● WORK TASK
Extract the passage of the Ben Roarty article below from "Australian rugby league" up to and including "Tigers, as a or .", copying it word for word.

Ben Roarty

Personal information
- Born: 5 February 1975 (age 51) Sydney, New South Wales, Australia

Playing information
- Height: 186 cm (6 ft 1 in)
- Weight: 106 kg (16 st 10 lb)
- Position: Second-row, Prop
Club
| Years | Team | Pld | T | G | FG | P |
| 1998–01 | Melbourne Storm | 94 | 18 | 0 | 0 | 72 |
| 2002–03 | Penrith Panthers | 32 | 4 | 0 | 0 | 16 |
| 2003–05 | Huddersfield Giants | 57 | 10 | 0 | 0 | 40 |
| 2006 | Castleford Tigers | 17 | 2 | 0 | 0 | 8 |
|  | Total | 200 | 34 | 0 | 0 | 136 |
- Source:

= Ben Roarty =

Australian rugby league footballer

Ben Roarty (born 5 February 1975) is an Australian former professional rugby league footballer who played in the 1990s and 2000s. He played for the Melbourne Storm, Penrith Panthers, Huddersfield Giants and the Castleford Tigers, as a or .

==Early life==
Started playing rugby league with St Christophers Junior Rugby League Club at age five, later playing junior representative games for Canterbury-Bankstown Bulldogs.

==Playing career==
Roarty played reserve grade football for Canterbury-Bankstown Bulldogs, winning the reserve grade player of the year in 1996. While with Canterbury, he was a member of Canterbury's reserve grade premiership team, but missed the grand final due to injury.

Signed by Melbourne Storm, Roarty played in their first game on 14 March 1998, winning against Illawarra Steelers, 14–12. That year he was named the club's rookie of the year.

In 1999, Roarty started on the bench in the 1999 NRL Grand Final between Melbourne and St. George Illawarra Dragons. Roarty scored a try in the match and Melbourne won the game, 20–18.

● DATASET RECORDS
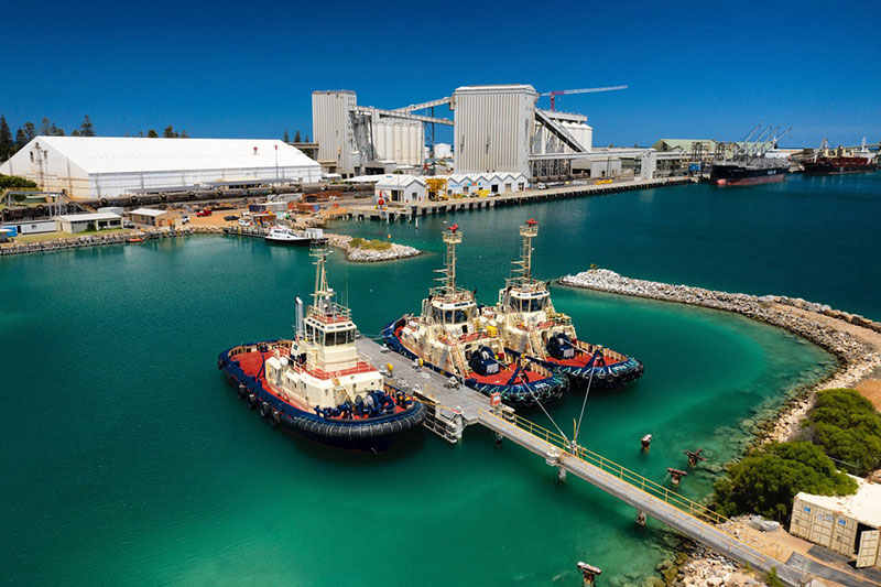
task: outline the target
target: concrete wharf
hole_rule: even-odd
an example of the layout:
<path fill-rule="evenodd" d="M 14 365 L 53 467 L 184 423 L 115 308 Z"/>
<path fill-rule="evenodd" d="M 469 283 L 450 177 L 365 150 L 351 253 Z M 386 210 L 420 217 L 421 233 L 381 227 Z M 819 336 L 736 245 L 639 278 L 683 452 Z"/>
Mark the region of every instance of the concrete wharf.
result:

● WRITTEN REPLY
Australian rugby league footballer

Ben Roarty (born 5 February 1975) is an Australian former professional rugby league footballer who played in the 1990s and 2000s. He played for the Melbourne Storm, Penrith Panthers, Huddersfield Giants and the Castleford Tigers, as a or .